Whether the treehouse was ‘highly visible’ rather than just ‘visible’ rather depended on the individual who was looking towards the appeal property’s garden at the time, the inspector mused. Some people passing the dwelling and its garden would see it and others would not, he reasoned, with the distinction between them depending on a variety of factors including their exact position; whether they were looking straight ahead or around them, and whether or not they were actively observing their surroundings with any degree of interest.

As regards ‘obtrusive’, the inspector noted that this term is defined as ‘unpleasantly noticeable’ in the Collins dictionary. He considered that it might well be an apt description in the opinion of some who saw the structure. However, other passers-by might well regard the treehouse as an interesting feature and even welcome it as a reminder that children’s outdoor play still exists in an age when many are obsessed with computer games, tablets and smartphones. Many others, the majority, he suspected, would see the treehouse but have no particular interest and opinion on it one way or the other.

The inspector understood why the term ‘incongruous’ had been used, but asked where else would a treehouse for children’s play normally be positioned other than in a tree in the garden of a house?

The inspector held that the appeal application related to a well-designed and skilfully constructed treehouse that was a development of a good quality, and concluded that it was not harmful to the character and appearance of the street scene.

Other examples of appeals involving treehouses can be found at section 12.837 of DCP Online.

Supply and demand

An inspector determining an appeal against the refusal of outline planning permission for four dwellings in rural Hampshire has distinguished between housing demand and housing need (DCS Number 200-007-965).

..........

> _EXERCISE DETAILS_
Output the part of the planning appeal passage above between "An inspector determining" and "(DCS Number 200-007-965).", inclusive, copying it word for word.

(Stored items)

..........

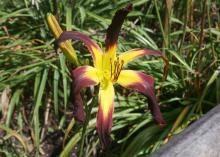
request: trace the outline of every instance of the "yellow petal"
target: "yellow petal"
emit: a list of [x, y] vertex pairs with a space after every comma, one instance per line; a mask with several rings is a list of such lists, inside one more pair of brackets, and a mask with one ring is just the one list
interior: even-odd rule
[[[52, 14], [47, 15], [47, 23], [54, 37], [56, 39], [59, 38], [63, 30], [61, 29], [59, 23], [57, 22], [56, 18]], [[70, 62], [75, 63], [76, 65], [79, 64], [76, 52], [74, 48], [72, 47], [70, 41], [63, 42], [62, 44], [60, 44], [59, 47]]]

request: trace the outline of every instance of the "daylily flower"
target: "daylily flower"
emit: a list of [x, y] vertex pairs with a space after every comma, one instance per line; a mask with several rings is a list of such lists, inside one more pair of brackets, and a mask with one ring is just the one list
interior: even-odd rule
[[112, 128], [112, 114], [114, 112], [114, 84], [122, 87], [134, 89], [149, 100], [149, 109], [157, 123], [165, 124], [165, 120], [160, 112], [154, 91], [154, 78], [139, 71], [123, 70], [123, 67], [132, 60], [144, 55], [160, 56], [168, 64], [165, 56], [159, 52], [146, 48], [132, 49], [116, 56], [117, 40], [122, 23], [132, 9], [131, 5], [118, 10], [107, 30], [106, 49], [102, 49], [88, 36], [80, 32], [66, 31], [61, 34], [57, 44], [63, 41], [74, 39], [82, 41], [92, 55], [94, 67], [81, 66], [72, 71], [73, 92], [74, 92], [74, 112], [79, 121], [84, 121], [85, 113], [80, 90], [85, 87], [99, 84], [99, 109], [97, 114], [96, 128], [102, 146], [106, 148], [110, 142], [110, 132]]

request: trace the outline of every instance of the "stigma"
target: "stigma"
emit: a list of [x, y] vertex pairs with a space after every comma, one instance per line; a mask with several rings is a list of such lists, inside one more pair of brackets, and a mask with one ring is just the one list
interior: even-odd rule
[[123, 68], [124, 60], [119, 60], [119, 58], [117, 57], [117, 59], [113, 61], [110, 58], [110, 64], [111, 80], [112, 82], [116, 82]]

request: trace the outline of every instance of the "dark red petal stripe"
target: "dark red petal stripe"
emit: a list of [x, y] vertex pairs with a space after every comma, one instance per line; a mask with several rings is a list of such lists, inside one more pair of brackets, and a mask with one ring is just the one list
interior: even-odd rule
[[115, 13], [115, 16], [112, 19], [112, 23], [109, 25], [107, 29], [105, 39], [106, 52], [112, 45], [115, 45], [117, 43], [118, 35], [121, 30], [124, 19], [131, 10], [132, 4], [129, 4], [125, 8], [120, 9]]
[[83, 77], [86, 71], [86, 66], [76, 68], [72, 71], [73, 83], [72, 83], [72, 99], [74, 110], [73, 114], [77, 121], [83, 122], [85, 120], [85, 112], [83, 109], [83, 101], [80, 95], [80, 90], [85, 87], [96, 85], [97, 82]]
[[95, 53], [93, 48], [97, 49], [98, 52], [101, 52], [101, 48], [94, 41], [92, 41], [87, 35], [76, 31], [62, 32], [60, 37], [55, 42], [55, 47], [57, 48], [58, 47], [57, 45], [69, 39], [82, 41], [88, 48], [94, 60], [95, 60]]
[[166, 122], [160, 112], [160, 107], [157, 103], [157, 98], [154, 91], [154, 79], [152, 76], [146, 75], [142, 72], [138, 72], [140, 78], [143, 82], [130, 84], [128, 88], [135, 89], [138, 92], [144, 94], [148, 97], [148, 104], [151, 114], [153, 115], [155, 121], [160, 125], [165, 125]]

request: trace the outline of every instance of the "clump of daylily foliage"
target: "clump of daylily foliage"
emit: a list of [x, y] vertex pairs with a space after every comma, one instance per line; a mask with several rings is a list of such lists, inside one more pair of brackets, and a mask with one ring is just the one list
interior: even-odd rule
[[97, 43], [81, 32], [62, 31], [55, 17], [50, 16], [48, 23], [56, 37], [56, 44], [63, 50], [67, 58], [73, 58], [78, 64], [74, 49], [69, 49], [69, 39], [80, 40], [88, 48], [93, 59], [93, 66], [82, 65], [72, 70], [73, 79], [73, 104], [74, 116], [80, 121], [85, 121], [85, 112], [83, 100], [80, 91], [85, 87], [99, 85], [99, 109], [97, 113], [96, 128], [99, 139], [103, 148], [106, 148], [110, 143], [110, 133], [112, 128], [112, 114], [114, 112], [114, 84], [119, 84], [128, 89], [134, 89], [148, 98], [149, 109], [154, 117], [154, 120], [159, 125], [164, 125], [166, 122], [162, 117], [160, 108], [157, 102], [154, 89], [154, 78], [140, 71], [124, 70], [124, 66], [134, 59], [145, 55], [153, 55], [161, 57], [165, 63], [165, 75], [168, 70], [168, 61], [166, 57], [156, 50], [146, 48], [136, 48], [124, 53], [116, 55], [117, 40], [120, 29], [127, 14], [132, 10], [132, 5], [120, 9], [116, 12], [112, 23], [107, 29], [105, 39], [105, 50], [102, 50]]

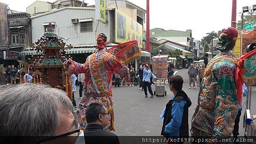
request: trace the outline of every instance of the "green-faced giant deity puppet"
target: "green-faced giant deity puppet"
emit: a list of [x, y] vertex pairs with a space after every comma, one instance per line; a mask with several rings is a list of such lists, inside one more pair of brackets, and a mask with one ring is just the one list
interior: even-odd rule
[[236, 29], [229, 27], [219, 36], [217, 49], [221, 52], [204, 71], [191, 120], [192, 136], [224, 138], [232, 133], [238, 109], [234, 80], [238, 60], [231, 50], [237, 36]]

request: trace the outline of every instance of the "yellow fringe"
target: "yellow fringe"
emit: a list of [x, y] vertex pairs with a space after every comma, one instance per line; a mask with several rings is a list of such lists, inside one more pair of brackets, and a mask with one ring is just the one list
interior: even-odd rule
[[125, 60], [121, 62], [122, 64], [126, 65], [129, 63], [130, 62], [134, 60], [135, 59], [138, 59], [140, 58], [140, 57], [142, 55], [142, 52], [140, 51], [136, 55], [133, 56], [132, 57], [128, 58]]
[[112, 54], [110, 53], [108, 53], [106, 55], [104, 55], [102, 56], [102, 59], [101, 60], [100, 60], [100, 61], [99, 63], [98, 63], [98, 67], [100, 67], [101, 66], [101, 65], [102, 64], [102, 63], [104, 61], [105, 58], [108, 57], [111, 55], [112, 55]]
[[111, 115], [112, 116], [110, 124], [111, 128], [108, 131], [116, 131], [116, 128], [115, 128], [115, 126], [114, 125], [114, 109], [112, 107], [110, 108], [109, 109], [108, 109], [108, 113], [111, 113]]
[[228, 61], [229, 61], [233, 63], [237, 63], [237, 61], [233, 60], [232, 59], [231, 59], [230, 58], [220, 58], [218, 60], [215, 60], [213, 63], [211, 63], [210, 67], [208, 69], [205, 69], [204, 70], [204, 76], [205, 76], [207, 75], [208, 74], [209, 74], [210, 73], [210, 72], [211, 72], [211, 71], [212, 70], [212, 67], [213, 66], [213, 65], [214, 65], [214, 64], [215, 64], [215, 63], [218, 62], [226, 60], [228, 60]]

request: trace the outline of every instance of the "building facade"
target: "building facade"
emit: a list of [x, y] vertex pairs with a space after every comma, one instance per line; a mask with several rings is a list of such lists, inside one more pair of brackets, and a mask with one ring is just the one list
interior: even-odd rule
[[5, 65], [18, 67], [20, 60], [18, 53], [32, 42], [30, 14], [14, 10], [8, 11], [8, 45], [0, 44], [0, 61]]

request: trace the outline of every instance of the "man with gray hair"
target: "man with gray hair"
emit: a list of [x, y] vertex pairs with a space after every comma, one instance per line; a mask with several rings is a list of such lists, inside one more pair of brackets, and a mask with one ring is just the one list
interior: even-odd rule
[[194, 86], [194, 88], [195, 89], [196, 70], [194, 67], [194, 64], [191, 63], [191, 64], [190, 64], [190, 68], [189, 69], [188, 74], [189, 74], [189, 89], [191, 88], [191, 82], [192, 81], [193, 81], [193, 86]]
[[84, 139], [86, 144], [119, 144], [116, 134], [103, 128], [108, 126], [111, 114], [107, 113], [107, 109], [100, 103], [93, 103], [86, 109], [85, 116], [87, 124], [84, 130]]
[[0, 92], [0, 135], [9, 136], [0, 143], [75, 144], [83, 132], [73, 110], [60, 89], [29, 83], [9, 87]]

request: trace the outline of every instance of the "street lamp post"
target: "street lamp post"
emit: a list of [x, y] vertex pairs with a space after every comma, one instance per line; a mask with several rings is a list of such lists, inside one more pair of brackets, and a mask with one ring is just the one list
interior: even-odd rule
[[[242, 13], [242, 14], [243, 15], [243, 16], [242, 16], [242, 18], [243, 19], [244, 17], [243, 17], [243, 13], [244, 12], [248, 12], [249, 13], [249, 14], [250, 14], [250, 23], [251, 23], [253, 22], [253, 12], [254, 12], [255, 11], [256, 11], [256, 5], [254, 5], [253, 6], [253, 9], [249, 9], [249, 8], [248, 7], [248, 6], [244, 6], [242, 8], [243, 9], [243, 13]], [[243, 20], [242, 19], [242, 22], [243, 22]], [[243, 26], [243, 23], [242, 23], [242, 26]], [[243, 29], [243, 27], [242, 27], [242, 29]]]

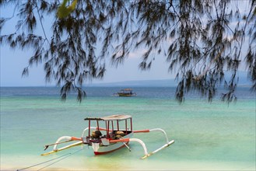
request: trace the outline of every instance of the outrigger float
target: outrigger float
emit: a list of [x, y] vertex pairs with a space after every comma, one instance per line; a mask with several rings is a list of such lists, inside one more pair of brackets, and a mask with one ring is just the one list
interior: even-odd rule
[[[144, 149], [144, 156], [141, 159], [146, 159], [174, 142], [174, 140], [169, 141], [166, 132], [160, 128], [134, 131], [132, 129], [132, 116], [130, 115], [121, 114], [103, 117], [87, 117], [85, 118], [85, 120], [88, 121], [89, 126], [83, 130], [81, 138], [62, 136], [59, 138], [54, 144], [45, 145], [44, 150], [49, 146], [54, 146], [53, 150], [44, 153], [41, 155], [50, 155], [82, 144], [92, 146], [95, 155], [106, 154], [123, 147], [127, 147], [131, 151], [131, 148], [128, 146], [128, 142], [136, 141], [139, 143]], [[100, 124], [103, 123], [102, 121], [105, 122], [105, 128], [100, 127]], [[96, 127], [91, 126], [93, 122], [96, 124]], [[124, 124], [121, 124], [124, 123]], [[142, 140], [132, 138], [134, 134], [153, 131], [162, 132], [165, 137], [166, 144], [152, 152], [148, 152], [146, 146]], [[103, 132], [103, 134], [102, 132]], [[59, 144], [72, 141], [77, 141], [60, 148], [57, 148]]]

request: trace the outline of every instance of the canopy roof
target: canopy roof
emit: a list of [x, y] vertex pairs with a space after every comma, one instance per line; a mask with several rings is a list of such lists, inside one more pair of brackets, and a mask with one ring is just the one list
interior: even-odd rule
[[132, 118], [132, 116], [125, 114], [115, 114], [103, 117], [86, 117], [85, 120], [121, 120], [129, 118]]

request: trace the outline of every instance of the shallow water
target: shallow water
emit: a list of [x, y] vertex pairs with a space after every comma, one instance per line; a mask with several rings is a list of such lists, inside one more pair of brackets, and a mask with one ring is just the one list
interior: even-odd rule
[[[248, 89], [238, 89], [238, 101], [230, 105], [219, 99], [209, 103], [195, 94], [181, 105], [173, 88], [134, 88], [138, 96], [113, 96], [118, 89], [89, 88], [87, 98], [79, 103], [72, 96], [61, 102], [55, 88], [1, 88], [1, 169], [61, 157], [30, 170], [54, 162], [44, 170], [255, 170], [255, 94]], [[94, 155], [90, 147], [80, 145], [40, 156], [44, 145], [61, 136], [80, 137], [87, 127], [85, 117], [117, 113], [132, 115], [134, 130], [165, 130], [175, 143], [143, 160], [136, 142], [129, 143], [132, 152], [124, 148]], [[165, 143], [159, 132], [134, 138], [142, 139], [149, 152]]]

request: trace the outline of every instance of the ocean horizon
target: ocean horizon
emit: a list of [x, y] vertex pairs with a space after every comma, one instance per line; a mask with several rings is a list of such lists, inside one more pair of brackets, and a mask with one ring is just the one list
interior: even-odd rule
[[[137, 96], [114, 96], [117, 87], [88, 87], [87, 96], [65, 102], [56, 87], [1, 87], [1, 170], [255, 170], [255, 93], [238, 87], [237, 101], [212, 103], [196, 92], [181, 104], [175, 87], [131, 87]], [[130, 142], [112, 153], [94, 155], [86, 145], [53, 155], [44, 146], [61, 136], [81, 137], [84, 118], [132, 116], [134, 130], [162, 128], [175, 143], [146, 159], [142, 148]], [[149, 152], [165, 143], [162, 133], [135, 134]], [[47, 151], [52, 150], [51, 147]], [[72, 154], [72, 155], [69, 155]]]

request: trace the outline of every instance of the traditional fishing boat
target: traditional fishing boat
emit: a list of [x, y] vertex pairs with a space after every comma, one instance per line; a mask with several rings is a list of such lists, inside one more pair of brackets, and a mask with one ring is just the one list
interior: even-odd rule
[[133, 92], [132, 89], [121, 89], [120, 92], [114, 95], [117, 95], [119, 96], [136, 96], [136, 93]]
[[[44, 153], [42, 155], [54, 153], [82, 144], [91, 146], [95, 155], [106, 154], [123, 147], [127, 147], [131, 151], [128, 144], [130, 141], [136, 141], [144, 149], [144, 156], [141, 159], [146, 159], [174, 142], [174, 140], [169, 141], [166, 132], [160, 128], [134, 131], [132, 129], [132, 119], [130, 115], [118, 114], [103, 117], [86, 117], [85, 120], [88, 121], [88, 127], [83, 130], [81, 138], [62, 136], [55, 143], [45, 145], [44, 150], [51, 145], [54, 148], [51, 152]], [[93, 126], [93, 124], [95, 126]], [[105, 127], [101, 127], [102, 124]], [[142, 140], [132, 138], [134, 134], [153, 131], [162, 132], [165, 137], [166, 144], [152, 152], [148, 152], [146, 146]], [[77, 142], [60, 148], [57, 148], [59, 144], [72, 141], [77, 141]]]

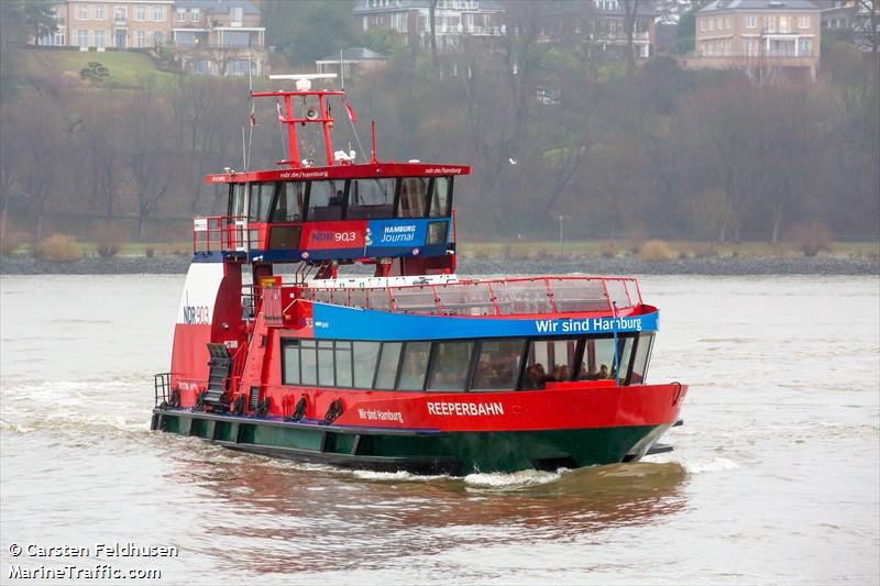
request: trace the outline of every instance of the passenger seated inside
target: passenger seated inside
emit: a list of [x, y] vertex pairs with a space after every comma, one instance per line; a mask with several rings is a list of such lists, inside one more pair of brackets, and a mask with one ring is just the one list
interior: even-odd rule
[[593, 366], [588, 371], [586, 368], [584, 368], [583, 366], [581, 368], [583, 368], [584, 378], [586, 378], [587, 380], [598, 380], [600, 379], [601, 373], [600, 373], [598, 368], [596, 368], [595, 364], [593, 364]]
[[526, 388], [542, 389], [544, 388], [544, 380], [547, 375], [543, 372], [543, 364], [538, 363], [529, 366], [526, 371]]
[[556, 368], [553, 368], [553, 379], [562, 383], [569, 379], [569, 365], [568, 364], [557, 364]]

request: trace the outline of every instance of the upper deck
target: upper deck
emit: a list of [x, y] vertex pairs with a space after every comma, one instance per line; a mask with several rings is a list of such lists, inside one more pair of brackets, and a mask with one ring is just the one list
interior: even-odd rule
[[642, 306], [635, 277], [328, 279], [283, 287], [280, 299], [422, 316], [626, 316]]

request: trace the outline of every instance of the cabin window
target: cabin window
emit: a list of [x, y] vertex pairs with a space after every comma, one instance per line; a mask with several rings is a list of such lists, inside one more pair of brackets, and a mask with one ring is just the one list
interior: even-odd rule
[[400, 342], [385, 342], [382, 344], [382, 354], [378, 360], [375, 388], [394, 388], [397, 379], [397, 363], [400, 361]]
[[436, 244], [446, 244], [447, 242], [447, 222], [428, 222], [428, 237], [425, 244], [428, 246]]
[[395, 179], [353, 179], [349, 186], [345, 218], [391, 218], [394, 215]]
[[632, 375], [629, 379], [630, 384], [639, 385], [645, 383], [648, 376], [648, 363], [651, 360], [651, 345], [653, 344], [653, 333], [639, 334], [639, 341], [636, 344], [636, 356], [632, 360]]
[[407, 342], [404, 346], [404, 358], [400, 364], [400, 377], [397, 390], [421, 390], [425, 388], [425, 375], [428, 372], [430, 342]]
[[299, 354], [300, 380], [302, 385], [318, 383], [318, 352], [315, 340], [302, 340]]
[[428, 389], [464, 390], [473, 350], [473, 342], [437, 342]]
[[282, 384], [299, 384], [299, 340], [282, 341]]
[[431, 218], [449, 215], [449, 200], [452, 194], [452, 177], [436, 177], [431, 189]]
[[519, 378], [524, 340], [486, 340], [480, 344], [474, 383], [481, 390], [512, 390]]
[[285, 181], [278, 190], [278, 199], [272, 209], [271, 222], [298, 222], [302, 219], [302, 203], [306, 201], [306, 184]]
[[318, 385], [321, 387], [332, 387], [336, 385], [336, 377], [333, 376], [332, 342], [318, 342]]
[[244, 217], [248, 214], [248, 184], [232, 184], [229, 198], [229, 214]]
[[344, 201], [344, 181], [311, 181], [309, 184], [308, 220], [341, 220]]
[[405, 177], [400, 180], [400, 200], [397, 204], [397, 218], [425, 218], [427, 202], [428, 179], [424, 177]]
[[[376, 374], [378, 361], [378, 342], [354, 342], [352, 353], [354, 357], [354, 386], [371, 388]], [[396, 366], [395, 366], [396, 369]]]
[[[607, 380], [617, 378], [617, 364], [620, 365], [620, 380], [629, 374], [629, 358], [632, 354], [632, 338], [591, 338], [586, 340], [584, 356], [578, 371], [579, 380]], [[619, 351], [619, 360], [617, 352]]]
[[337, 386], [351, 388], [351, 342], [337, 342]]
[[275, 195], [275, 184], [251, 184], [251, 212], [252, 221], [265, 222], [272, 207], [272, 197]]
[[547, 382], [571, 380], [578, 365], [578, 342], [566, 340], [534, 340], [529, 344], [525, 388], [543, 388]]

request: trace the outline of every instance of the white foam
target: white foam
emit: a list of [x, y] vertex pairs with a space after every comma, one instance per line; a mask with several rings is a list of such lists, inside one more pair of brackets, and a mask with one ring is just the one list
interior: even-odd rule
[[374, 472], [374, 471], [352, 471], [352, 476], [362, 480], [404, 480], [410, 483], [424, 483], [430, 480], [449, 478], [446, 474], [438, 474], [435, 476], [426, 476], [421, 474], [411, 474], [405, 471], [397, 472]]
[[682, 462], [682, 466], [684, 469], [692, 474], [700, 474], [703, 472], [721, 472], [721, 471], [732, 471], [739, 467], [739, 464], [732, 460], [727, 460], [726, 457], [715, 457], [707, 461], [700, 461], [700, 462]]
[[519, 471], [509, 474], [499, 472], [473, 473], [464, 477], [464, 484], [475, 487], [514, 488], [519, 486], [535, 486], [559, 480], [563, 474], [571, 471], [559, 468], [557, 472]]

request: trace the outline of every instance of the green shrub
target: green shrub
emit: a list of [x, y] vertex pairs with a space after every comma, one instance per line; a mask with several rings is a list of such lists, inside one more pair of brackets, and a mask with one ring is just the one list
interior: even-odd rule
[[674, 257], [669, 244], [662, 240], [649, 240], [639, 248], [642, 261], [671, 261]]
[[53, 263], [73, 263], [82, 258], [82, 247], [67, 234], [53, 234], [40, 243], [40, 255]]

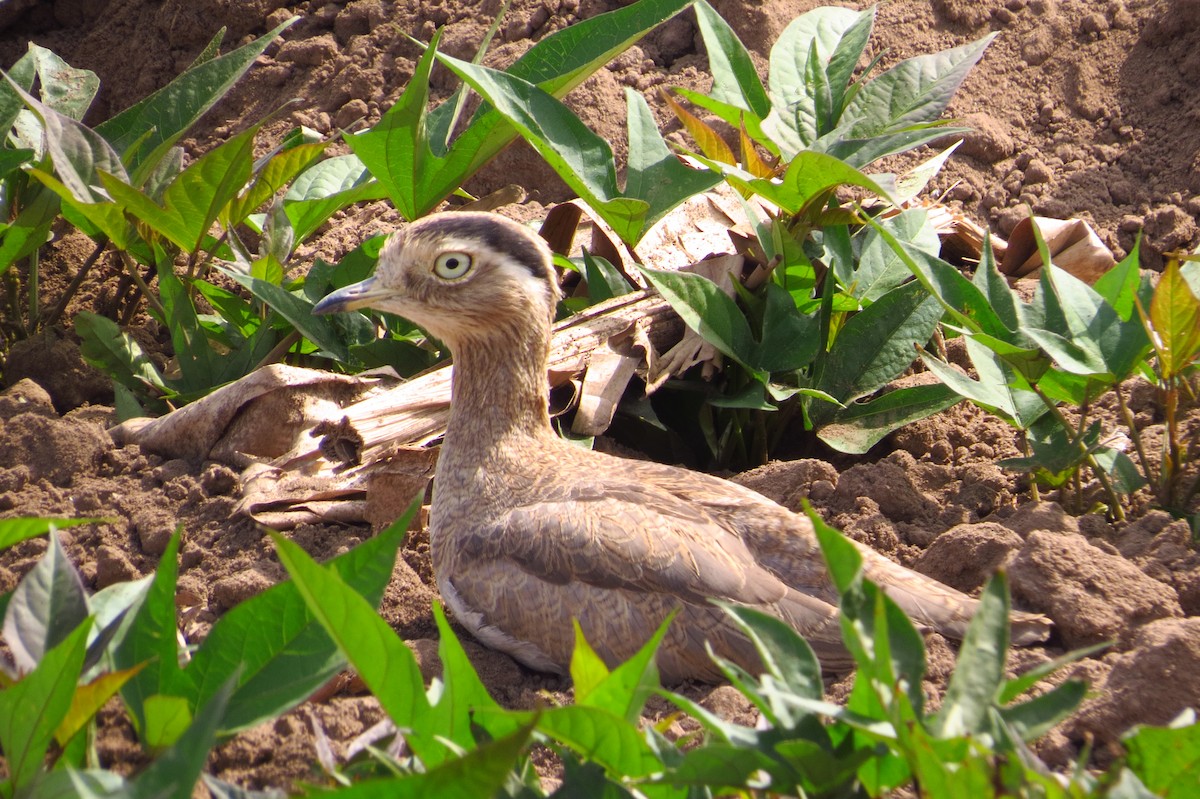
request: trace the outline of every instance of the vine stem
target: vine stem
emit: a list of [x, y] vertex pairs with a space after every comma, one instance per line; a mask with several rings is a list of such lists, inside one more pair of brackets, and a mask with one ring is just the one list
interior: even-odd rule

..........

> _SOLVED EXERCISE_
An inspector determining an appeal against the refusal of outline planning permission for four dwellings in rural Hampshire has distinguished between housing demand and housing need (DCS Number 200-007-965).